■ Exercise
The answer is every line in the data below that contains the word "wooden".

■ Task inputs

--*--

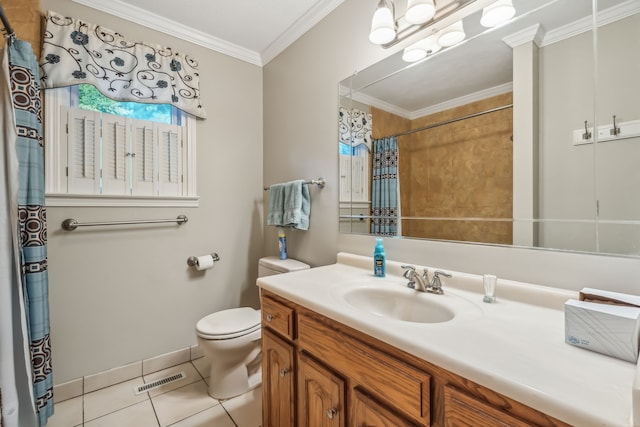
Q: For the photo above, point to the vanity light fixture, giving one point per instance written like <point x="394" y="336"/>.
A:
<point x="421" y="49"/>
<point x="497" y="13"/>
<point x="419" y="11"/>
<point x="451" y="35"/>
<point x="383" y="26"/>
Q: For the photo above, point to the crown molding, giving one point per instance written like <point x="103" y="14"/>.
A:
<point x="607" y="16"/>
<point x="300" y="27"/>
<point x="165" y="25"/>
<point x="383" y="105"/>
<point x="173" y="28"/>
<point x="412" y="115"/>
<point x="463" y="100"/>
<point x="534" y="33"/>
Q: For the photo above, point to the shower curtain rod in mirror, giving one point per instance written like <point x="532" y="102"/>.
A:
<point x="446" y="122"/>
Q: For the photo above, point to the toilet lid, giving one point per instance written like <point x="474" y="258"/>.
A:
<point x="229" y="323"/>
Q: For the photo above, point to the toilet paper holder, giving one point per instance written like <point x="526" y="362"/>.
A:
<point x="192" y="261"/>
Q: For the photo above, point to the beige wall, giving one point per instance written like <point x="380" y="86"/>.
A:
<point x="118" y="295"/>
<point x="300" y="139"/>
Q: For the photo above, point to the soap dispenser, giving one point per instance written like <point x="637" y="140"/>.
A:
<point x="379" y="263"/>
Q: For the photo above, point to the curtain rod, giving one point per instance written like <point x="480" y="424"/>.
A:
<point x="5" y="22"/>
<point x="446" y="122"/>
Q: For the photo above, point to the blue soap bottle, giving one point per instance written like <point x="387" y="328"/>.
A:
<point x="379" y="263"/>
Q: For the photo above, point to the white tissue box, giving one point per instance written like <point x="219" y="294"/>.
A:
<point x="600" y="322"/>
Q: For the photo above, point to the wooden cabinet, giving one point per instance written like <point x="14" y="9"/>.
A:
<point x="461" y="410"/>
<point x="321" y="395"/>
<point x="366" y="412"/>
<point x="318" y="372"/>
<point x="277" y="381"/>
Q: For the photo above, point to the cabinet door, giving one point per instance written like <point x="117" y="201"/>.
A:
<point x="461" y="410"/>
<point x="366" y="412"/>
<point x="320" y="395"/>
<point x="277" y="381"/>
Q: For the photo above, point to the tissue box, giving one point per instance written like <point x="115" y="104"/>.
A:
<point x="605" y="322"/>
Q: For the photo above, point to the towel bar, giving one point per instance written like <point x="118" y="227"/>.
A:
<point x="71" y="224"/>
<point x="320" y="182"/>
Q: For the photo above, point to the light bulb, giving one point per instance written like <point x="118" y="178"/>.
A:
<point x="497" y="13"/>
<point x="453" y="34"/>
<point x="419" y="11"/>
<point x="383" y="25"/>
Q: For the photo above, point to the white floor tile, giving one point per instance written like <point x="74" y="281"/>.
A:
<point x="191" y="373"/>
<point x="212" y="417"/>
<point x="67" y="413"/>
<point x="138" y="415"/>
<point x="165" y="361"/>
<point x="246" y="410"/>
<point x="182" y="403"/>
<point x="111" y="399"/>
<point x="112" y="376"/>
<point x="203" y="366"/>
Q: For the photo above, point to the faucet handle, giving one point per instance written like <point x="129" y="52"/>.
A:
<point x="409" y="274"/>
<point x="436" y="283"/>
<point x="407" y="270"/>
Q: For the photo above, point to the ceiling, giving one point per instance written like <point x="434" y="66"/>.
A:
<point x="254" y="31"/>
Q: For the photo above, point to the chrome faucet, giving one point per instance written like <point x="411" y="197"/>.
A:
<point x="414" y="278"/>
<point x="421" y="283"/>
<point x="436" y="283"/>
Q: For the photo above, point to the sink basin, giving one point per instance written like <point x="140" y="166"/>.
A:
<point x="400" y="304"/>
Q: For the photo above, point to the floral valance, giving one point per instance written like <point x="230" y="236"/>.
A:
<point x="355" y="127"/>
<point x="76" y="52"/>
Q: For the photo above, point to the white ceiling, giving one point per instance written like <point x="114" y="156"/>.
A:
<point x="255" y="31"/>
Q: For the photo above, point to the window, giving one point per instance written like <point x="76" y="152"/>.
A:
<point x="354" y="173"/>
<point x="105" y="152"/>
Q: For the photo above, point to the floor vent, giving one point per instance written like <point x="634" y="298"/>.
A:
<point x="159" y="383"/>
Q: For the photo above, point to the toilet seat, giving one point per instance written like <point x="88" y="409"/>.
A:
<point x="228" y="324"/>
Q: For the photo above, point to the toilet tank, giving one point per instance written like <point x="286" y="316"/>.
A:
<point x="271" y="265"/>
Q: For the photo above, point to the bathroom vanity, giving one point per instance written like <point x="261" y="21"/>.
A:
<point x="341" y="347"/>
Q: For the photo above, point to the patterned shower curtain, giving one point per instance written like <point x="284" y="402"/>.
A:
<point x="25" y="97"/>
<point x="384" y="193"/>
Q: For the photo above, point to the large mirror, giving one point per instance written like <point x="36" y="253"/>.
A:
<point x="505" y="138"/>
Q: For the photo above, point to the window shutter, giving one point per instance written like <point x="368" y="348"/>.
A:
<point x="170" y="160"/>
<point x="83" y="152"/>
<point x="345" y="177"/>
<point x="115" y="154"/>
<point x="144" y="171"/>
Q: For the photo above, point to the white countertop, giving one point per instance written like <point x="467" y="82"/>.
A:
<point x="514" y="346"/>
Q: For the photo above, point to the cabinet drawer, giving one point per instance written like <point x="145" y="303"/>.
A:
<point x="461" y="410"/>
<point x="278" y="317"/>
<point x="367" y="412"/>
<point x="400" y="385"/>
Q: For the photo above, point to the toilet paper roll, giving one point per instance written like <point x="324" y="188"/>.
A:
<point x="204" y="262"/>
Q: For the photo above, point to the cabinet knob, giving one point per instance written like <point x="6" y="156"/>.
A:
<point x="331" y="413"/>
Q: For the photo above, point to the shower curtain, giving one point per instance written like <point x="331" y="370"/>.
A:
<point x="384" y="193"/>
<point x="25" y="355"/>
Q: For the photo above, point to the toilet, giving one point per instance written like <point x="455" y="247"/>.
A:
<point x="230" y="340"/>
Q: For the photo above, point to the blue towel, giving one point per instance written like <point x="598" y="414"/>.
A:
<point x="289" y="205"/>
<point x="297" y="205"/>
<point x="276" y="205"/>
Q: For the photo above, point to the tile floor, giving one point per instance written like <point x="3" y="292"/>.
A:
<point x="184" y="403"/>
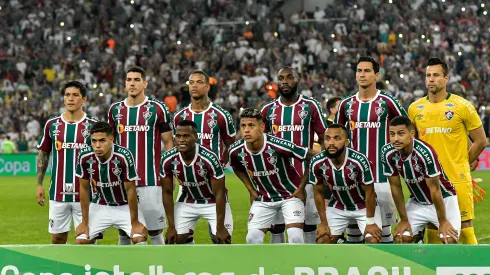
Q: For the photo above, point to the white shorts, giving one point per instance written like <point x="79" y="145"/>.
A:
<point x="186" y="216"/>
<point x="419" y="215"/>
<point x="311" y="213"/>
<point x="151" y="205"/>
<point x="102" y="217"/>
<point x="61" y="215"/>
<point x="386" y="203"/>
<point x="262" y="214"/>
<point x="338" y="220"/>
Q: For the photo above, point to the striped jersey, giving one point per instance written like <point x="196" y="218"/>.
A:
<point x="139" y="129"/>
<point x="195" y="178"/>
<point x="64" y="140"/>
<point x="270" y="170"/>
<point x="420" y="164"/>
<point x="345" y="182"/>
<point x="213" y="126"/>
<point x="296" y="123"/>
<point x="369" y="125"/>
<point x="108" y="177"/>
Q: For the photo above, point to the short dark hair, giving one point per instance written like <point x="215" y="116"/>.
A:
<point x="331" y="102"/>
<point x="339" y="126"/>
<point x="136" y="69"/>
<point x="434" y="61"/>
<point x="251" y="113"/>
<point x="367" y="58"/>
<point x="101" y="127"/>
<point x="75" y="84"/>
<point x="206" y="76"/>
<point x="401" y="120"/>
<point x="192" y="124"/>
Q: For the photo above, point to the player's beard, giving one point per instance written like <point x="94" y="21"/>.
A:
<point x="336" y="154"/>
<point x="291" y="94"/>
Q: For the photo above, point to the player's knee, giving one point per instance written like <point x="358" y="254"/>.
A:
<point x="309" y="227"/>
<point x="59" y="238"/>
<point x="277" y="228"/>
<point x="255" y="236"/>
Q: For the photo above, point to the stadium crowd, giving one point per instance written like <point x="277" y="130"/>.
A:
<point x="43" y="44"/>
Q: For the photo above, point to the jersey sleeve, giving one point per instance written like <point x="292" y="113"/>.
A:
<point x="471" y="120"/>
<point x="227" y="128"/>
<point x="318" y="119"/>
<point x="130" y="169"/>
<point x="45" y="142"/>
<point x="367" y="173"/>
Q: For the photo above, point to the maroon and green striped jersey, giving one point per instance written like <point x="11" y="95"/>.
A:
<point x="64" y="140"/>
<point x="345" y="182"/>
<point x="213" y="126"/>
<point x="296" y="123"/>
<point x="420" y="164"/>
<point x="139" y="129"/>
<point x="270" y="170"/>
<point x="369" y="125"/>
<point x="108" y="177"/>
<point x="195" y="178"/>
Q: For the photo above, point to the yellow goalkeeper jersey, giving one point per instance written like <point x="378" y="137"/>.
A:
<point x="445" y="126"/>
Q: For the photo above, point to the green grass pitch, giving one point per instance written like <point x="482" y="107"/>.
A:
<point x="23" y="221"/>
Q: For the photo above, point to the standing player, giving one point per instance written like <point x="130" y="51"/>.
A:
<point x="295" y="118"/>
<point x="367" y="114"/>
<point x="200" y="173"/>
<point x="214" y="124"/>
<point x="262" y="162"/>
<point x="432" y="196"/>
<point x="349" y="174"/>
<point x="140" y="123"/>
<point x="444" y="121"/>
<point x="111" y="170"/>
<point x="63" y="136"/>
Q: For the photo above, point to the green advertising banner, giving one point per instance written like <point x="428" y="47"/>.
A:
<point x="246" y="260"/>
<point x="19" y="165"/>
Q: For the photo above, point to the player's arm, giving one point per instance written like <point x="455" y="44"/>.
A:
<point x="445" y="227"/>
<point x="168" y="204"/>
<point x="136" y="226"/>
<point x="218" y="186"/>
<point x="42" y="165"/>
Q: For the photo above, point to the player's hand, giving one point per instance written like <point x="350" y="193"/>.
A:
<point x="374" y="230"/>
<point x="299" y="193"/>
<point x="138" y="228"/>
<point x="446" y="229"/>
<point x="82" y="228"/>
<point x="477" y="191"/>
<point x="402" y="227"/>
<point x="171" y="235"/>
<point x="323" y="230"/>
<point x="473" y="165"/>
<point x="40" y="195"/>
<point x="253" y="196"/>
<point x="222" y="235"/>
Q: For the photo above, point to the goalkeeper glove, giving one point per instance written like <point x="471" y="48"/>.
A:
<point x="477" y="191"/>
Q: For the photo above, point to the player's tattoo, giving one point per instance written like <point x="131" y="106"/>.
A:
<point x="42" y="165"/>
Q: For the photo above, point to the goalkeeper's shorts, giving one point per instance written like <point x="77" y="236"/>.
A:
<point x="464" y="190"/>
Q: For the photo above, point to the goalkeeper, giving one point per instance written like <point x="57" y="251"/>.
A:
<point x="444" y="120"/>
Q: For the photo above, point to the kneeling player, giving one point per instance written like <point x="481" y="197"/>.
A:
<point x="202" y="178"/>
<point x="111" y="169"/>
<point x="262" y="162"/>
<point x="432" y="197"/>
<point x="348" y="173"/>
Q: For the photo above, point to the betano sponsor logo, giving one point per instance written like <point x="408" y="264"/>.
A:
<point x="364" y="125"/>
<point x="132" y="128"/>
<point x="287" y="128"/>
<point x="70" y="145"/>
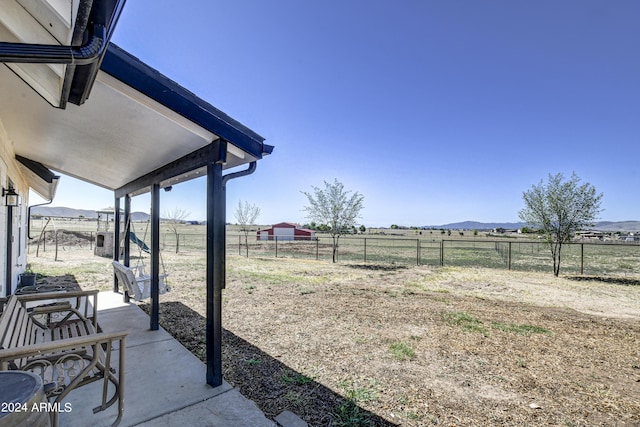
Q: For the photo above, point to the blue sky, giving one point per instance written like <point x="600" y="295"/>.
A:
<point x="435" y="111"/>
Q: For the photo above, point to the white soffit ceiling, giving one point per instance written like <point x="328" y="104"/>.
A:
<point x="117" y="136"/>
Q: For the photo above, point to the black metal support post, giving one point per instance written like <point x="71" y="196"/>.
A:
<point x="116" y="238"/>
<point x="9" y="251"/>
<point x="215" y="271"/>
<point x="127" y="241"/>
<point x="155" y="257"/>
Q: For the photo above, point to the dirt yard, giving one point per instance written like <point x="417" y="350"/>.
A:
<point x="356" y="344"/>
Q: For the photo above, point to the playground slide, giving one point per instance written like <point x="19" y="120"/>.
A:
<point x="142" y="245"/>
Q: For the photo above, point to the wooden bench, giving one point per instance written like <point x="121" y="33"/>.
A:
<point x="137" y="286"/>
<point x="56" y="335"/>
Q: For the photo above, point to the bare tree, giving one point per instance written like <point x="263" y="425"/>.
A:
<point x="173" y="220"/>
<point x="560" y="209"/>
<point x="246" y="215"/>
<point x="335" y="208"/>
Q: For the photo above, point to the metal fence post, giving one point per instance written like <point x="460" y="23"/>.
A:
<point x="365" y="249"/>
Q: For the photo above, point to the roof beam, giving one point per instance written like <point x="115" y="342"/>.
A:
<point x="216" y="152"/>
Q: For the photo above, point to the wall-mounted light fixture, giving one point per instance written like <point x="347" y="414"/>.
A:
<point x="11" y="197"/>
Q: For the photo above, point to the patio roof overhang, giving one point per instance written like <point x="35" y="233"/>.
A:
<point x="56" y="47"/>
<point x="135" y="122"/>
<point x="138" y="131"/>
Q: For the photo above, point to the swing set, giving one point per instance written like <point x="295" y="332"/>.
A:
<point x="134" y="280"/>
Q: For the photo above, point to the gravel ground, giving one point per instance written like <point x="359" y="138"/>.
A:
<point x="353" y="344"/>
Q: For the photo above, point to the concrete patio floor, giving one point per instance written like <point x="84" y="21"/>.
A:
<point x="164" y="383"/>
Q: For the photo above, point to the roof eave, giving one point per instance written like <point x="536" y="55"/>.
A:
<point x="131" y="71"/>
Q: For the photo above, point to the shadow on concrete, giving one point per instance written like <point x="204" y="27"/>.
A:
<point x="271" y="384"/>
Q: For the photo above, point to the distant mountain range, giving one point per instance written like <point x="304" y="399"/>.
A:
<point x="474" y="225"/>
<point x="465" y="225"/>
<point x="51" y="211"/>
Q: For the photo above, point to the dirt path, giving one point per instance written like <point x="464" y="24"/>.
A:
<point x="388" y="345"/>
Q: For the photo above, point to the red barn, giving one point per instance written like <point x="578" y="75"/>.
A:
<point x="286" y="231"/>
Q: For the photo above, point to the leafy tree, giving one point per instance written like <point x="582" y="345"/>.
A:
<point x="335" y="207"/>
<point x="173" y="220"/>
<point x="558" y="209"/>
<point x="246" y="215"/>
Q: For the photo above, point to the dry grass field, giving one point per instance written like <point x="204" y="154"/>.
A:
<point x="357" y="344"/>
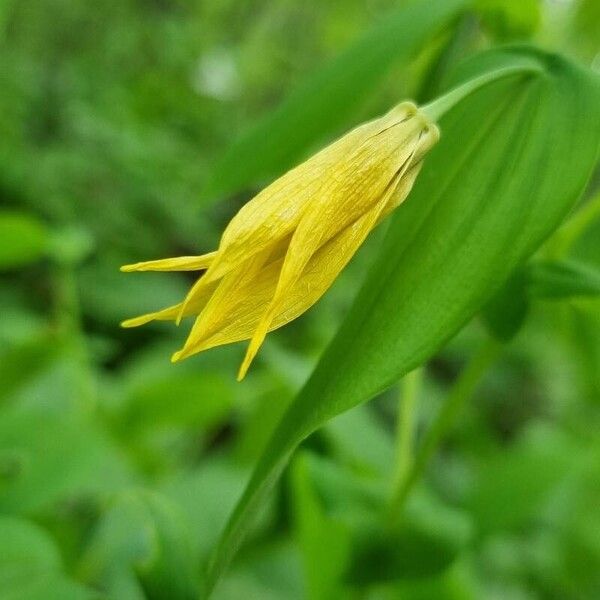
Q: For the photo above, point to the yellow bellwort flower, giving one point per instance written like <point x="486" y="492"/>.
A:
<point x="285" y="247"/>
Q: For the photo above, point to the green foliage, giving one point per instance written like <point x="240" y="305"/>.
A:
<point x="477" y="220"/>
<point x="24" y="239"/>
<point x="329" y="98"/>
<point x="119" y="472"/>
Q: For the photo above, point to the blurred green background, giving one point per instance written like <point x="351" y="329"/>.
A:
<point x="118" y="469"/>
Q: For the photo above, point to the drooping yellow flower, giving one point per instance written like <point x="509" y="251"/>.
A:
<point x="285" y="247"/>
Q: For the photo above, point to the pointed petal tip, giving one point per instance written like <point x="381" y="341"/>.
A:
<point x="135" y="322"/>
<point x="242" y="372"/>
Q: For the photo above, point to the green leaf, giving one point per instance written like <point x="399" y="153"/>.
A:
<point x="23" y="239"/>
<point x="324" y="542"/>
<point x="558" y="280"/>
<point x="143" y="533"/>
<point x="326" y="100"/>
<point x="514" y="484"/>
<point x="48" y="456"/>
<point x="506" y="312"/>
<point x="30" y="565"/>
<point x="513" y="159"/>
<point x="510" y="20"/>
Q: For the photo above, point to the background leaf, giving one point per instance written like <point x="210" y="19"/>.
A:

--*--

■ Written response
Q: For the photo above, point to the wooden cabinet, giving one point per instance written like <point x="14" y="9"/>.
Q: For the photo above, point to the wooden bench, giving one point per instance written like <point x="121" y="33"/>.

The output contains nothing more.